Poderia dizer que isso é uma descrença, atual, das pessoas aos direitos humanos?
Eu não diria desse jeito, mas está vindo junto. Vivemos um clima, a nível mundial, de um desprestígio aos direitos humanos. Com a ascensão do neoliberalismo se passou a valorizar mais o indivíduo e a busca da meritocracia, ou seja, quem conseguiu alguma coisa é que tem direito e não todas as pessoas têm direito, e isso leva a desvalorização dos que não tiveram a oportunidade de estudar, como se fosse falta deles e não consequências sociais.
Mas a questão dos direitos humanos eu acho que vem no final dos anos 70 e início dos 80. Em nível mundial tem a eleição de Margaret Thatcher, na Inglaterra, e de Ronald Reagan, nos EUA, em que foi crescendo essa onda neoliberal de valorização do indivíduo e desvalorização da solidariedade social que vai terminar nisso que vivemos agora: a derrubada de uma previdência pública que era baseada na solidariedade entre todos para valorizar a capitalização individual.

_TAREFA A_.
Coloque numa lista numerada as linhas dos registros abaixo, começando pela que contém "Look at the photo above. For each instance of the street" e seguindo até o fim dos registros. Deixe de fora as linhas em branco.

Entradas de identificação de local

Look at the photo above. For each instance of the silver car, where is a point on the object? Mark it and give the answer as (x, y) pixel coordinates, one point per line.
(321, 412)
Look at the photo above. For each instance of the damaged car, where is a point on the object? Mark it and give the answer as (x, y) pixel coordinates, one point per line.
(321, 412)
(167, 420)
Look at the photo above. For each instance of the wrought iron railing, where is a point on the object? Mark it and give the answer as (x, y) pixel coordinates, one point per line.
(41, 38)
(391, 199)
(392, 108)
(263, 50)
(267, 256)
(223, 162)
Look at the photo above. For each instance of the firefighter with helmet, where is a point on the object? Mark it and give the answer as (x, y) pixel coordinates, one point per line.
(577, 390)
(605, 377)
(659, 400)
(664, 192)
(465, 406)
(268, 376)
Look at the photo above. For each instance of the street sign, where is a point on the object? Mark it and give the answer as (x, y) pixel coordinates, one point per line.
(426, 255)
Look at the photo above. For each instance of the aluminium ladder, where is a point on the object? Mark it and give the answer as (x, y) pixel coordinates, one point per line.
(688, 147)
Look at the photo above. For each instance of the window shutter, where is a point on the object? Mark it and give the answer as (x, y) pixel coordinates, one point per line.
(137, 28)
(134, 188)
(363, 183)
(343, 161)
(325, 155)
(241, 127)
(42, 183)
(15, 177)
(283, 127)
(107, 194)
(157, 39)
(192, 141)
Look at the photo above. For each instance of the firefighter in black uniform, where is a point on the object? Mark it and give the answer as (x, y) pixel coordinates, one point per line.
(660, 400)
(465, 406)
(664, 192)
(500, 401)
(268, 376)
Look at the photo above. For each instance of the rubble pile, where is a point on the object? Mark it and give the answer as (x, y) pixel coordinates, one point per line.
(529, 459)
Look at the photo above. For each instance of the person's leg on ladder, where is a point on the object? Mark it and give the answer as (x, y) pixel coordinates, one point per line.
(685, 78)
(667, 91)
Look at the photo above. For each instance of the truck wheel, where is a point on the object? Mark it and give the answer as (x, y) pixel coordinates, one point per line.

_TAREFA B_.
Segundo o trecho, que eleições marcaram em nível mundial o crescimento da onda neoliberal?

_RESPOSTA ESPERADA A_.
1. Look at the photo above. For each instance of the street sign, where is a point on the object? Mark it and give the answer as (x, y) pixel coordinates, one point per line.
2. (426, 255)
3. Look at the photo above. For each instance of the aluminium ladder, where is a point on the object? Mark it and give the answer as (x, y) pixel coordinates, one point per line.
4. (688, 147)
5. Look at the photo above. For each instance of the window shutter, where is a point on the object? Mark it and give the answer as (x, y) pixel coordinates, one point per line.
6. (137, 28)
7. (134, 188)
8. (363, 183)
9. (343, 161)
10. (325, 155)
11. (241, 127)
12. (42, 183)
13. (15, 177)
14. (283, 127)
15. (107, 194)
16. (157, 39)
17. (192, 141)
18. Look at the photo above. For each instance of the firefighter in black uniform, where is a point on the object? Mark it and give the answer as (x, y) pixel coordinates, one point per line.
19. (660, 400)
20. (465, 406)
21. (664, 192)
22. (500, 401)
23. (268, 376)
24. Look at the photo above. For each instance of the rubble pile, where is a point on the object? Mark it and give the answer as (x, y) pixel coordinates, one point per line.
25. (529, 459)
26. Look at the photo above. For each instance of the person's leg on ladder, where is a point on the object? Mark it and give the answer as (x, y) pixel coordinates, one point per line.
27. (685, 78)
28. (667, 91)
29. Look at the photo above. For each instance of the truck wheel, where is a point on the object? Mark it and give the answer as (x, y) pixel coordinates, one point per line.

_RESPOSTA ESPERADA B_.
A de Margaret Thatcher, na Inglaterra, e a de Ronald Reagan, nos EUA.